#### [TEXT SEGMENT]
With new revenue streams and marketing, Recess tries to become a national beverage brand
Since launching in 2018, CBD-infused sparkling water brand Recess has positioned itself as more than just a beverage company. Founder and CEO Benjamin Witte has described itself as a lifestyle that uses media and events to build a loyal customer base instead of through paid advertising. Now, those plans are starting to come into sharper focus.
On Tuesday, Recess launched a redesigned website, alongside some new revenue streams. The company now has subscriptions, where customers can save $10 per case by placing a recurring order every two, four or eight weeks. It is also now selling its own line of merchandise, and plans to do limited-edition drops in collaboration with other artists or brands. And, the company has launched a new ordering system for wholesale vendors, where they can apply to sell Recess in their stores directly on Recess’ website; when approved, the vendors can place orders directly through the website instead of through a salesperson.
Most of Recess’ wholesale business is concentrated in cities that remain under stay at home orders — New York City, Los Angeles, Austin, Chicago and Miami — so the hope is that by allowing ordering through its website, Recess can more easily reach wholesale vendors in other parts of the country.

#### [PROBLEMS]
[1] Revise the Recess article from "Most of Recess’" to "of the country.", inclusive, replacing "stay at home orders" with "lockdown orders".
[2] Answer these questions about the Recess article:
(a) In what year did Recess launch?
(b) How much can subscribers save per case?
(c) In which cities is most of Recess' wholesale business concentrated?
[3] Summarize the Recess article in two sentences.

#### [DATA EXTRACT]
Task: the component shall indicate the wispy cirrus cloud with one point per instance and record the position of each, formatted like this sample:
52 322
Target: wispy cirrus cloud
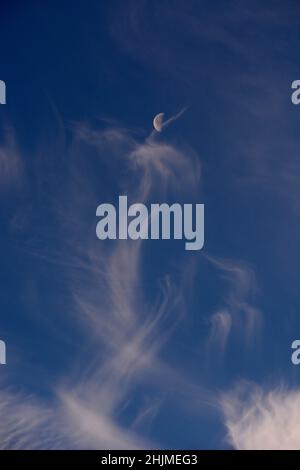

#### [THE REPLIES]
[1]
Most of Recess’ wholesale business is concentrated in cities that remain under lockdown orders — New York City, Los Angeles, Austin, Chicago and Miami — so the hope is that by allowing ordering through its website, Recess can more easily reach wholesale vendors in other parts of the country.

[2]
(a) 2018
(b) $10
(c) New York City, Los Angeles, Austin, Chicago and Miami

[3] Recess, a CBD-infused sparkling water brand launched in 2018, has launched a redesigned website with subscriptions, its own merchandise line and a new online ordering system for wholesale vendors. Because most of its wholesale business is concentrated in cities under stay at home orders, the company hopes website ordering will help it reach wholesale vendors in other parts of the country.